Task objective
Please copy, word for word, the part of the text on being diagnosed with a personality disorder that opens with the words containing "The comments about" and closes with "I was there!".

====== Study text

So, I thought about what happened towards the end of those three instances and have reached the conclusion that it was disclosing the abuse I experienced when I was younger. Before that, the words ‘Schizophrenia’ and ‘Psychosis’ were being tossed around in conversations and discharge summaries, but then, after that disclosure, the talk turned to ‘Personality Disorder.’ I guess that people who have experienced such a trauma are more likely to be diagnosed with a Personality Disorder than anything else. And when I asked a Community Psychiatric Nurse (CPN) whether it was my diagnosis now, and she told me that they didn’t want to give me that ‘label too quickly’ because ‘no one wants to treat people with that. It’s basically a death sentence’ I felt like that just supported my point as to why things changed so drastically.
Do I regret disclosing the abuse because it led to all the bad things I experienced from services and professionals after the eventual Borderline Personality Disorder? Of course not! I did the right thing; and they, definitely did not.
The comments about attention seeking got to the point where I was so angry with the lack of kindness and empathy (and the just plain rudeness!) that I resented those professionals, and I wasn’t at all subtle in showing that! I mean it genuinely felt like I couldn’t win – if I tried to seek help before self-harming then I was an attention seeker, but if I got help after it, I mustn’t have really been struggling or I wouldn’t want help! There was nothing I could do that would change how I was treat. I think this led to an extra benefit of going to the specialist Personality Disorder hospital in 2012; it was full of staff who were trained and experienced in responding to someone with my diagnosis. They still didn’t always get it right, but not once did I hear ‘attention seeking’ for the entire two and a half years I was there!

============
====== Dataset records

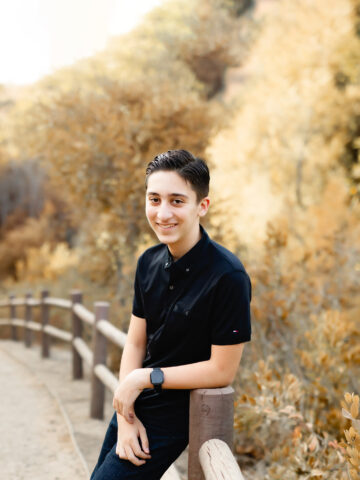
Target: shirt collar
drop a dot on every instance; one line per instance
(193, 259)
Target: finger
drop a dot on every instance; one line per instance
(131, 457)
(144, 439)
(135, 445)
(121, 452)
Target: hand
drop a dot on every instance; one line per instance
(128, 446)
(127, 392)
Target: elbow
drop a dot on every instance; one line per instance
(225, 377)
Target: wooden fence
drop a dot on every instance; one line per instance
(211, 410)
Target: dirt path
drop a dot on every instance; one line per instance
(40, 399)
(35, 440)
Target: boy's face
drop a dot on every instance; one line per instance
(172, 209)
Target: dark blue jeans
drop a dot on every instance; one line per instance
(166, 441)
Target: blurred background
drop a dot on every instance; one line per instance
(268, 92)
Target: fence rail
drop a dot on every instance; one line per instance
(211, 410)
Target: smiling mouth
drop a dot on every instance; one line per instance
(166, 227)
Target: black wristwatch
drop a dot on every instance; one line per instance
(157, 379)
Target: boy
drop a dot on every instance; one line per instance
(189, 323)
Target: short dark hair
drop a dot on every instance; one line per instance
(192, 169)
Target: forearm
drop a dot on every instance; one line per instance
(206, 374)
(131, 359)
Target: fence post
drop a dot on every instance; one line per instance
(12, 317)
(77, 328)
(45, 338)
(211, 416)
(99, 350)
(28, 318)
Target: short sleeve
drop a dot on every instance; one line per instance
(230, 313)
(138, 304)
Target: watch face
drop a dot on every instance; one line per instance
(156, 377)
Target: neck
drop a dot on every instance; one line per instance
(177, 251)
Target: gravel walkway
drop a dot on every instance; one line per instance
(35, 442)
(58, 439)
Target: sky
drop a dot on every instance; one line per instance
(39, 36)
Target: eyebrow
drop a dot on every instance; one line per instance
(170, 195)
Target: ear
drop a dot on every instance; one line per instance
(204, 206)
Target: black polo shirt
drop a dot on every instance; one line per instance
(203, 298)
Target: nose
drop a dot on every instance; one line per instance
(164, 212)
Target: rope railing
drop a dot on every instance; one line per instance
(211, 410)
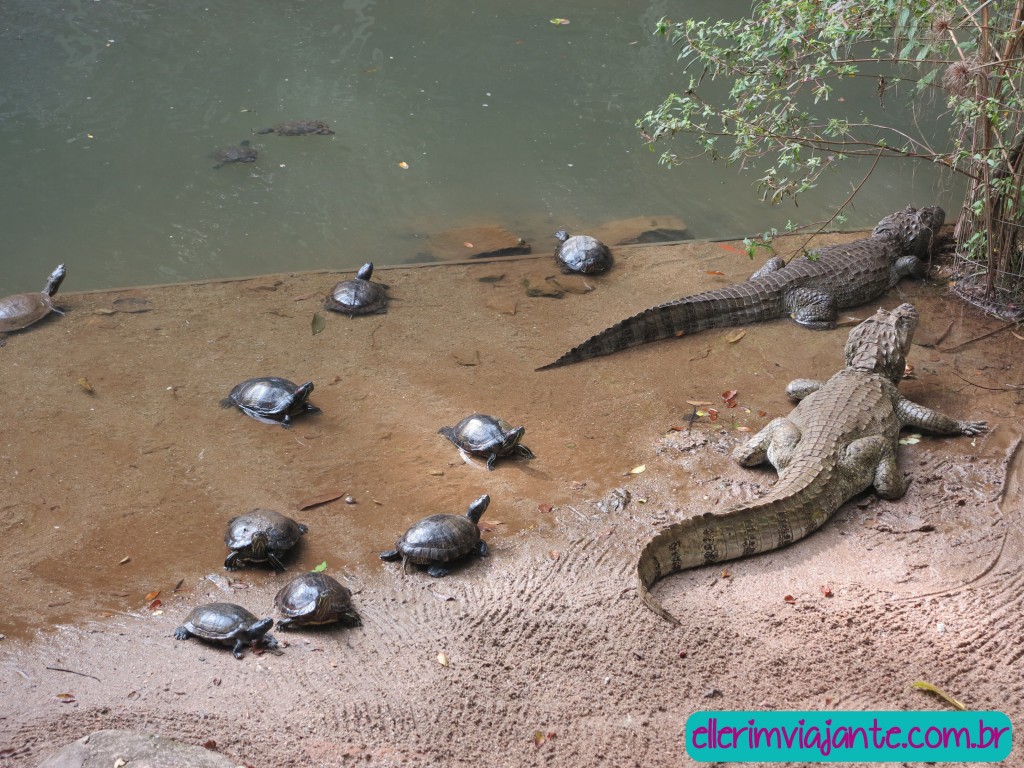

============

Task answer
The comments about attention seeking got to the point where I was so angry with the lack of kindness and empathy (and the just plain rudeness!) that I resented those professionals, and I wasn’t at all subtle in showing that! I mean it genuinely felt like I couldn’t win – if I tried to seek help before self-harming then I was an attention seeker, but if I got help after it, I mustn’t have really been struggling or I wouldn’t want help! There was nothing I could do that would change how I was treat. I think this led to an extra benefit of going to the specialist Personality Disorder hospital in 2012; it was full of staff who were trained and experienced in responding to someone with my diagnosis. They still didn’t always get it right, but not once did I hear ‘attention seeking’ for the entire two and a half years I was there!